**TEXTE À LIRE:**

À la recherche des souvenirs

« L'un des plus grands défis de la neurobiologie est d'essayer de localiser les souvenirs, de voir une représentation physique dans le cerveau de la formation d'un souvenir », affirme Scott Waddell. En effet, même si les progrès dans le domaine de la neurobiologie sont nombreux, de multiples mystères restent à élucider sur le fonctionnement de notre cerveau.

Au-delà de la curiosité et de la soif de découverte, ce domaine de recherche est crucial dans le domaine de la médecine. La compréhension des mécanismes du cerveau peut en effet avoir un impact sur le traitement de nombreuses maladies liées à un dysfonctionnement de cette partie du corps si particulière.

Scott Waddell - Lauréat Prix Liliane Bettencourt pour les sciences du vivant 2014

Étudier les « gènes sauteurs »

Scott Waddell sait implanter de faux souvenirs à des mouches. En manipulant directement des petits groupes de neurones, il peut tout aussi bien leur donner faim. Le chercheur intervient sur ces comportements pour décrypter le fonctionnement de la mémoire. Son approche a permis une découverte inattendue, qui pourrait expliquer par exemple les différences de personnalités entre jumeaux homozygotes.

**CONSIGNES:**
a - Recopiez le texte à lire de « Au-delà de la » à « entre jumeaux homozygotes. ».
b - D'après le texte à lire, pourquoi la recherche sur le fonctionnement du cerveau est-elle cruciale en médecine ?
c - Selon le texte à lire, que pourrait expliquer la découverte inattendue permise par l'approche de Scott Waddell ?

**LIGNES FOURNIES:**
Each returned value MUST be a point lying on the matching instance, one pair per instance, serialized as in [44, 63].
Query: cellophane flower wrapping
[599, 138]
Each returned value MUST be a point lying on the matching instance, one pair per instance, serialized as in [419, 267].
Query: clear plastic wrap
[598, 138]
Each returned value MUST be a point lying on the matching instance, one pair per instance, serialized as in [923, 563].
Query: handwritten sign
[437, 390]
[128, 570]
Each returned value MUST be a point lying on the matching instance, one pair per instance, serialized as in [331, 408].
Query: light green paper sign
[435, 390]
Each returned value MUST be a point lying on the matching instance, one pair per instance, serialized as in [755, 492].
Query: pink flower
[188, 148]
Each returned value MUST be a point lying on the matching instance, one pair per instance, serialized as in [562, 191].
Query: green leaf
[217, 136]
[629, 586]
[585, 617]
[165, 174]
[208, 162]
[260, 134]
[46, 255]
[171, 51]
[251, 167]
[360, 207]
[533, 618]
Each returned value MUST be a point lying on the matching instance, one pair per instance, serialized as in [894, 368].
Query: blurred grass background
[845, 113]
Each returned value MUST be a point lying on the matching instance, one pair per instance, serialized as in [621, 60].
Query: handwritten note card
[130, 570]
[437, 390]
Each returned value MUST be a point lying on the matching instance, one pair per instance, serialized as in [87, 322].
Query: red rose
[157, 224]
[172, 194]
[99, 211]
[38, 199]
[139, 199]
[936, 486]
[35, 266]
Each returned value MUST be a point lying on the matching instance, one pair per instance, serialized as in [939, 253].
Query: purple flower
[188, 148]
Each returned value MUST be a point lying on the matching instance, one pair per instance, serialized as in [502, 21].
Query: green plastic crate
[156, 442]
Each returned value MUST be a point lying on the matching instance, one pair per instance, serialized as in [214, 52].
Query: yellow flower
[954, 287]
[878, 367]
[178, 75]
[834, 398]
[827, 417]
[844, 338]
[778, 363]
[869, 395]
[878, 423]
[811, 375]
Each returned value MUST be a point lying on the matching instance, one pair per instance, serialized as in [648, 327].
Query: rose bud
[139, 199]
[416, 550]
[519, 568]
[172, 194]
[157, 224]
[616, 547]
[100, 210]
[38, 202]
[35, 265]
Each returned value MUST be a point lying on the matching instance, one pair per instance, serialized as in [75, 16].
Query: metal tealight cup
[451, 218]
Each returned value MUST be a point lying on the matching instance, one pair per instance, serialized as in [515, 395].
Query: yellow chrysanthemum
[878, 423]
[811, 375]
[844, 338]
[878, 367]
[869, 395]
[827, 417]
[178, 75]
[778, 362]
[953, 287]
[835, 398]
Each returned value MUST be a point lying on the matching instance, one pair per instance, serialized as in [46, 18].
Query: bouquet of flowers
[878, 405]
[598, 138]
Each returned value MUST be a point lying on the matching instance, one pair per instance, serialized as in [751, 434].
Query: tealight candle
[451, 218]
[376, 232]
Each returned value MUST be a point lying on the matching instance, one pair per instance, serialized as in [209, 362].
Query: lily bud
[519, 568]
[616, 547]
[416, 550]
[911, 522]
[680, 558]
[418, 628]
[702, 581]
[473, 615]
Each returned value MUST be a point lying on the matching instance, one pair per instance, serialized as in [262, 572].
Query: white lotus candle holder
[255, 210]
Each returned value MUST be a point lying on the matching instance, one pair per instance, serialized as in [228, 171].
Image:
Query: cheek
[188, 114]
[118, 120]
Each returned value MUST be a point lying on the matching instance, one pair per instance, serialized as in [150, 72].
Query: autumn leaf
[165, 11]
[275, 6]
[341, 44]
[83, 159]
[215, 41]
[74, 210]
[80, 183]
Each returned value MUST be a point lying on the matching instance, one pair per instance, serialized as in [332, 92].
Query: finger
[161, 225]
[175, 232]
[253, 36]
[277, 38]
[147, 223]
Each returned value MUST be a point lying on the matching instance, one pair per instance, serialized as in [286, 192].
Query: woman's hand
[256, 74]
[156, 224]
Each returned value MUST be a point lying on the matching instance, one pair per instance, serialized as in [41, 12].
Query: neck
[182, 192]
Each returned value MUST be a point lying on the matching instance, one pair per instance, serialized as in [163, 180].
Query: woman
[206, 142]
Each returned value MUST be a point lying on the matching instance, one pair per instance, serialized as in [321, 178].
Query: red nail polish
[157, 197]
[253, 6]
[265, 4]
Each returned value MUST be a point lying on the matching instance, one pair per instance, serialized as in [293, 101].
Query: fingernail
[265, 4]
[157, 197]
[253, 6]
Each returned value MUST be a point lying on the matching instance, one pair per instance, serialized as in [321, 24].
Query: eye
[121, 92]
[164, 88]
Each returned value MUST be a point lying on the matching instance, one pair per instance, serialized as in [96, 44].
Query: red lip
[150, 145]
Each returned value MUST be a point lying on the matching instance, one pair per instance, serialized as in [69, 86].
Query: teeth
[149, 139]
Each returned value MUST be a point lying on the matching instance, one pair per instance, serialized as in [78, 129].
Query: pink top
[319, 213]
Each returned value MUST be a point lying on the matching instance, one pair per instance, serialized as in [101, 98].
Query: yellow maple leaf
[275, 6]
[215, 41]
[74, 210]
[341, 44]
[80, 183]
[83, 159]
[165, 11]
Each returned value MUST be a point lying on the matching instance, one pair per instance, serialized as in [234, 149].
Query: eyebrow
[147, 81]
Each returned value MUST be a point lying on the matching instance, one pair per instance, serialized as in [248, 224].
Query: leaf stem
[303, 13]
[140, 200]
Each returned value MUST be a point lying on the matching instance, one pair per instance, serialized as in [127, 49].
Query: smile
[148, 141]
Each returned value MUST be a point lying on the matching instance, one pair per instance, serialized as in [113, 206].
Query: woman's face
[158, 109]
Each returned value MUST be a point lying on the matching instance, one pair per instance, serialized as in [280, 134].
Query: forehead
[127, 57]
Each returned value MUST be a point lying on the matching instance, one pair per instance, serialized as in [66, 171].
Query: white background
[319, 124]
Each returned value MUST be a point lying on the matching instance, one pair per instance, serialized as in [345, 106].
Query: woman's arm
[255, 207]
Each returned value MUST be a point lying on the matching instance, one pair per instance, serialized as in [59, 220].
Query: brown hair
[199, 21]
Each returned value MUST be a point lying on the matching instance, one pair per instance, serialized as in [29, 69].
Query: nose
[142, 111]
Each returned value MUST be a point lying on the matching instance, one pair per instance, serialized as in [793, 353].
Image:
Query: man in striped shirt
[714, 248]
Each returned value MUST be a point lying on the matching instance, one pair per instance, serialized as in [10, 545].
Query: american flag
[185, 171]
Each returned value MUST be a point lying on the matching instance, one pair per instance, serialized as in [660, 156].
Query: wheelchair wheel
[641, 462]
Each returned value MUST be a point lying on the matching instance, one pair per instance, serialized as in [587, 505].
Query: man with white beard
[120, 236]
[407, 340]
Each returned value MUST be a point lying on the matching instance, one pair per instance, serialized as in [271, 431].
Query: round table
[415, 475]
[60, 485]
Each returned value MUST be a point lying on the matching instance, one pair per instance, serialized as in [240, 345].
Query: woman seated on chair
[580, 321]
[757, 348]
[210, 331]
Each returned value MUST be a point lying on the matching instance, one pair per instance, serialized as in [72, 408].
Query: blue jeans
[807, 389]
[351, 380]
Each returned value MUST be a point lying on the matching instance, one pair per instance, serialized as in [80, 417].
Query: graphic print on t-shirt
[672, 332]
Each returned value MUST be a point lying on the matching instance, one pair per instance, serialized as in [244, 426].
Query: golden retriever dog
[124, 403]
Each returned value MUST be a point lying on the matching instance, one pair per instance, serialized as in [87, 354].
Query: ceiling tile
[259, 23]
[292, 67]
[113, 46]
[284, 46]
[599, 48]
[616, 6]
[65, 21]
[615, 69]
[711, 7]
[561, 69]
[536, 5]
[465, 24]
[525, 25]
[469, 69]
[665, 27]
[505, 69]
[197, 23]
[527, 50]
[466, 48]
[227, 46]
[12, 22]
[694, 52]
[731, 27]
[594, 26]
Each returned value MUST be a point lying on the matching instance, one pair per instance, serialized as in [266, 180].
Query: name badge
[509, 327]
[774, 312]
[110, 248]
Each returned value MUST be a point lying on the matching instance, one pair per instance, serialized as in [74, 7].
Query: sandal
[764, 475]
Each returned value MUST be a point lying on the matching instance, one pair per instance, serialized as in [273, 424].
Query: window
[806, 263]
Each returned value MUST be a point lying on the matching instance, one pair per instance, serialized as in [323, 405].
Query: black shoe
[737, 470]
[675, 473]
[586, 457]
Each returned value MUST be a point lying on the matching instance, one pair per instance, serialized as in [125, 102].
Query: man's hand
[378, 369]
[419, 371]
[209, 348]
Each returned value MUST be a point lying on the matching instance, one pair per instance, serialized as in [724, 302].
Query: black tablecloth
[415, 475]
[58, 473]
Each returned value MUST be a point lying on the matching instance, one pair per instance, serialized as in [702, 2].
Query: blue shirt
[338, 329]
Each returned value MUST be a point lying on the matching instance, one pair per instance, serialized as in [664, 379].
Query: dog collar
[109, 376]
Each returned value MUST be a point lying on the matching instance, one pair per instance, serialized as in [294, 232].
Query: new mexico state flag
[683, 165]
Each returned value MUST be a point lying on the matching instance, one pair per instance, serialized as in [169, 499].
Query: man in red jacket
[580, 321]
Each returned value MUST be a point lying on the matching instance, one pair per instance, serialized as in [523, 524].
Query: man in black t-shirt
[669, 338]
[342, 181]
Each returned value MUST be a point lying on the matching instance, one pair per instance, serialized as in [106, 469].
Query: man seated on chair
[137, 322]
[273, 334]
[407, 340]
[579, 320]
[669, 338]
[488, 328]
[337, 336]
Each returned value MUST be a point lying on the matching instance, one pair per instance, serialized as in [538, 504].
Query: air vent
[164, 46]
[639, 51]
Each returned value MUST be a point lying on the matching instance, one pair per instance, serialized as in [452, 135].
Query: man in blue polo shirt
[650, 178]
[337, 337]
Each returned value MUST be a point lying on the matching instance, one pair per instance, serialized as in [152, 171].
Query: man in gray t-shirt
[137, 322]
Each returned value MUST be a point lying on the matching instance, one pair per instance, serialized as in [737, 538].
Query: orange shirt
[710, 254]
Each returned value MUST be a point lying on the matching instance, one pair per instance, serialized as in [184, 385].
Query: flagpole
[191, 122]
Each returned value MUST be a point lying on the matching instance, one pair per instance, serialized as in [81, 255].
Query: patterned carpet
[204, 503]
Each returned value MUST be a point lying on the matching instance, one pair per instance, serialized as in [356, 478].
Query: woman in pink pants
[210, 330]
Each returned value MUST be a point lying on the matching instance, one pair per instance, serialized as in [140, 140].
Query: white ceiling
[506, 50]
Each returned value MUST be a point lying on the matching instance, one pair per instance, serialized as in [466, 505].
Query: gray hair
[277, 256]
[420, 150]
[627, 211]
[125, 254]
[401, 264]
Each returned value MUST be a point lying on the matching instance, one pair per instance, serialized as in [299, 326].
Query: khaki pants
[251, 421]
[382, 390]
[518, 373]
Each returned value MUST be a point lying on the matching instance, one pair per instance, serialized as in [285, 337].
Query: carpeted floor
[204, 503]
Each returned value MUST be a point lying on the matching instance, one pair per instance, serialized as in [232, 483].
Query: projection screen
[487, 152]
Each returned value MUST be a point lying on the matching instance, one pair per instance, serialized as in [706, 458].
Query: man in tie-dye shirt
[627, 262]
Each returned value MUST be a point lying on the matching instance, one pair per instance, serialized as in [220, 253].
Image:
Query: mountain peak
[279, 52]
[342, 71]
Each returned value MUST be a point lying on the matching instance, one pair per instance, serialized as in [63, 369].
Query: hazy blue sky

**RÉPONSES:**
a -
Au-delà de la curiosité et de la soif de découverte, ce domaine de recherche est crucial dans le domaine de la médecine. La compréhension des mécanismes du cerveau peut en effet avoir un impact sur le traitement de nombreuses maladies liées à un dysfonctionnement de cette partie du corps si particulière.

Scott Waddell - Lauréat Prix Liliane Bettencourt pour les sciences du vivant 2014

Étudier les « gènes sauteurs »

Scott Waddell sait implanter de faux souvenirs à des mouches. En manipulant directement des petits groupes de neurones, il peut tout aussi bien leur donner faim. Le chercheur intervient sur ces comportements pour décrypter le fonctionnement de la mémoire. Son approche a permis une découverte inattendue, qui pourrait expliquer par exemple les différences de personnalités entre jumeaux homozygotes.

b - La compréhension des mécanismes du cerveau peut avoir un impact sur le traitement de nombreuses maladies liées à un dysfonctionnement de cette partie du corps.

c - Elle pourrait expliquer les différences de personnalités entre jumeaux homozygotes.